BEGIN

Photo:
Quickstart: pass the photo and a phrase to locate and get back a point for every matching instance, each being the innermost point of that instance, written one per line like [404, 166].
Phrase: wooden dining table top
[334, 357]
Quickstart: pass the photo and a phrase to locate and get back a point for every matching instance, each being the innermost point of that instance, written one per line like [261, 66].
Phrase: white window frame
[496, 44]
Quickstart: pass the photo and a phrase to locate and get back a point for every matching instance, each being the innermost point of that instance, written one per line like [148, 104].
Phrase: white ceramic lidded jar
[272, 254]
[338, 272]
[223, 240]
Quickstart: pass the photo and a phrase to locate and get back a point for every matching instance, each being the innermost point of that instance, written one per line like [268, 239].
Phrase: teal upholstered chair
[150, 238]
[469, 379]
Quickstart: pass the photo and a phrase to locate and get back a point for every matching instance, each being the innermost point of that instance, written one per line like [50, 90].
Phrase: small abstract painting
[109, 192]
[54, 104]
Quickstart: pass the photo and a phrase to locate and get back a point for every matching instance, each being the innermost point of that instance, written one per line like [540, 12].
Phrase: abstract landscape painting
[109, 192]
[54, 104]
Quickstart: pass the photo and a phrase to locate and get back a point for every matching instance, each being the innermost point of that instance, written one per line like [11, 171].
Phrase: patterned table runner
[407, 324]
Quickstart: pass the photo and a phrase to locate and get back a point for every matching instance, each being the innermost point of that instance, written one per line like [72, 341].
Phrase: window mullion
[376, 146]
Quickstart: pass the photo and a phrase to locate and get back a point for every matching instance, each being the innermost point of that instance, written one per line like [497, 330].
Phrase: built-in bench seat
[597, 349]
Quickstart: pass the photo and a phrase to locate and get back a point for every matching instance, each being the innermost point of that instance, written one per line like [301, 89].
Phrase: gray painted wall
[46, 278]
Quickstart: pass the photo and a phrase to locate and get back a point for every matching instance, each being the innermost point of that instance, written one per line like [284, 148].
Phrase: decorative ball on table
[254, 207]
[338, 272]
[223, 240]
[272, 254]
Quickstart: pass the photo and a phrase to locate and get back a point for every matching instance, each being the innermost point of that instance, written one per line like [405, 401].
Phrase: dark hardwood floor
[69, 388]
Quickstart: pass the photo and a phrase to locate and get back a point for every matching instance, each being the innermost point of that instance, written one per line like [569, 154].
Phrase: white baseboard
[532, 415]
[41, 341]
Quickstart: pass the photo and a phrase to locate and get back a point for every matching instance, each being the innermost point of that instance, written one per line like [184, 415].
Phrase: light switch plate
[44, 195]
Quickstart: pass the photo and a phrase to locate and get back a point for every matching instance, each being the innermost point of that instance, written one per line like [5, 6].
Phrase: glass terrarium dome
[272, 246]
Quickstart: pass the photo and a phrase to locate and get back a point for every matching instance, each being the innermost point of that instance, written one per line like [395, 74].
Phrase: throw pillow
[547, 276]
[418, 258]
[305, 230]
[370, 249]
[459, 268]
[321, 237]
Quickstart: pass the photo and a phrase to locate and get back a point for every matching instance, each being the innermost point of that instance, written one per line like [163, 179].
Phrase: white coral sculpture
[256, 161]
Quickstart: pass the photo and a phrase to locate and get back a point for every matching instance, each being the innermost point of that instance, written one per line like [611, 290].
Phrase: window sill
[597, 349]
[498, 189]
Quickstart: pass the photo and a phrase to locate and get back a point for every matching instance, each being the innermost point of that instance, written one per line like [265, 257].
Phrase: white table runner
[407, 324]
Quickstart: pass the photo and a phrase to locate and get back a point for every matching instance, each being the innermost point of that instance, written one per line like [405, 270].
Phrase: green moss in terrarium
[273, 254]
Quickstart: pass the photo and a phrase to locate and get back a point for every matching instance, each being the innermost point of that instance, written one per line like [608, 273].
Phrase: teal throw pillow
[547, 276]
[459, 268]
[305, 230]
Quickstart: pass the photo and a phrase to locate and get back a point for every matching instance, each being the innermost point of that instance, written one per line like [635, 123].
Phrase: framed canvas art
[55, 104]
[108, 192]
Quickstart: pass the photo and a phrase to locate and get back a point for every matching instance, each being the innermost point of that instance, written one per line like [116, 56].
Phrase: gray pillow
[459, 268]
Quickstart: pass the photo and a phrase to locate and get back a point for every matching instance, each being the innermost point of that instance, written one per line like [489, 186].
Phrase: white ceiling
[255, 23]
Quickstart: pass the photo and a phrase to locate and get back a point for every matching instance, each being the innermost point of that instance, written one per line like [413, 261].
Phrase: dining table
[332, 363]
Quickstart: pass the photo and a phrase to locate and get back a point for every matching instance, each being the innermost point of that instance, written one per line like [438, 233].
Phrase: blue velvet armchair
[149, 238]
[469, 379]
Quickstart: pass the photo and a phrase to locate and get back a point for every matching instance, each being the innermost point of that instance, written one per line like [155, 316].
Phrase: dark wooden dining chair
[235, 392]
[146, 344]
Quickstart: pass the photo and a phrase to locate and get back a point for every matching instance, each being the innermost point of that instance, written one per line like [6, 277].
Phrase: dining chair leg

END

Set down again, word for word, the stretch of records from the line with "Phrase: light switch plate" to the line with "like [395, 74].", both of those lines included.

### COMPLETED TASK
Phrase: light switch plate
[44, 195]
Quickstart: pass the photo and a phrase to locate and get back a point for every matching instance, each being the innermost point of that instance, written one per line like [5, 6].
Phrase: glass terrarium dome
[272, 246]
Quickstart: pass the photo and a phrase to locate and get back a point for every matching instance, each being the innermost point of that instance, written one per line like [395, 74].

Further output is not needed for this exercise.